:: Source material ::
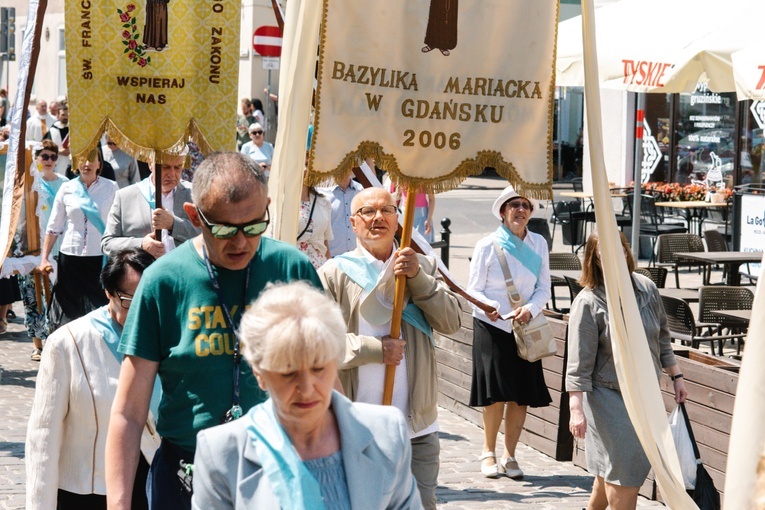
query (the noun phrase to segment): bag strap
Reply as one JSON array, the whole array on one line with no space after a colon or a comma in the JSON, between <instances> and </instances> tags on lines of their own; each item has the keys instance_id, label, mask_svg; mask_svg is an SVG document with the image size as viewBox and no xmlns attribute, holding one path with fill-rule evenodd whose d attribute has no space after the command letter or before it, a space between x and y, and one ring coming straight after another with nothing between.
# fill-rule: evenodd
<instances>
[{"instance_id":1,"label":"bag strap","mask_svg":"<svg viewBox=\"0 0 765 510\"><path fill-rule=\"evenodd\" d=\"M696 456L696 460L701 462L701 454L699 453L699 447L696 445L696 436L693 435L693 429L691 428L691 420L688 418L688 411L685 410L685 402L680 403L680 410L683 412L683 418L685 419L685 428L688 429L688 435L691 438L691 444L693 445L693 454Z\"/></svg>"},{"instance_id":2,"label":"bag strap","mask_svg":"<svg viewBox=\"0 0 765 510\"><path fill-rule=\"evenodd\" d=\"M507 258L505 258L505 252L502 250L502 247L496 242L492 244L494 245L494 254L497 256L497 260L499 260L499 267L502 268L502 275L505 277L505 285L507 286L507 297L510 299L510 306L512 306L513 310L515 310L524 305L523 298L521 297L521 293L518 292L518 289L515 287L515 282L513 281L513 275L510 273L510 266L507 265Z\"/></svg>"},{"instance_id":3,"label":"bag strap","mask_svg":"<svg viewBox=\"0 0 765 510\"><path fill-rule=\"evenodd\" d=\"M311 212L308 213L308 221L305 222L305 228L303 229L301 233L298 234L297 238L295 239L296 241L299 241L300 238L303 237L303 234L305 234L306 231L308 230L308 227L311 226L311 218L313 218L313 210L316 207L316 198L317 198L316 194L314 194L313 203L311 204Z\"/></svg>"}]
</instances>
:::
• [About this exercise] Take the preceding listing and transcribe it exactly, skipping the pictures.

• [Answer to this problem]
query (the noun phrase to segment): bag strap
Reply as one JSON array, the whole array on one line with no space after a colon or a comma in the JSON, between <instances> and </instances> tags on lines of their own; each item has the keys instance_id, label, mask_svg; mask_svg is an SVG document with the image size as viewBox and no xmlns attribute, holding one path with fill-rule evenodd whose d attribute has no space after the command letter or before it, a space between x and y, and one ring coming straight after another with nothing between.
# fill-rule: evenodd
<instances>
[{"instance_id":1,"label":"bag strap","mask_svg":"<svg viewBox=\"0 0 765 510\"><path fill-rule=\"evenodd\" d=\"M696 456L696 460L701 462L701 454L699 453L699 447L696 445L696 436L693 435L693 429L691 428L691 420L688 418L688 411L685 410L685 402L680 403L680 410L683 412L683 418L685 419L685 428L688 429L688 435L691 438L691 444L693 445L693 454Z\"/></svg>"},{"instance_id":2,"label":"bag strap","mask_svg":"<svg viewBox=\"0 0 765 510\"><path fill-rule=\"evenodd\" d=\"M507 258L505 258L505 252L502 250L502 247L496 242L492 244L494 245L494 254L497 256L497 260L499 260L499 267L502 268L502 275L505 277L505 285L507 286L507 297L510 299L510 306L512 306L513 310L515 310L524 305L523 298L521 297L521 293L518 292L518 289L515 287L515 282L513 281L513 275L510 273L510 266L507 265Z\"/></svg>"},{"instance_id":3,"label":"bag strap","mask_svg":"<svg viewBox=\"0 0 765 510\"><path fill-rule=\"evenodd\" d=\"M311 212L308 213L308 221L305 222L305 228L303 229L301 233L298 234L297 238L295 239L296 241L299 241L300 238L303 237L303 234L305 234L306 231L308 230L308 227L311 226L311 218L313 218L313 210L316 207L316 198L317 198L316 194L314 194L313 203L311 204Z\"/></svg>"}]
</instances>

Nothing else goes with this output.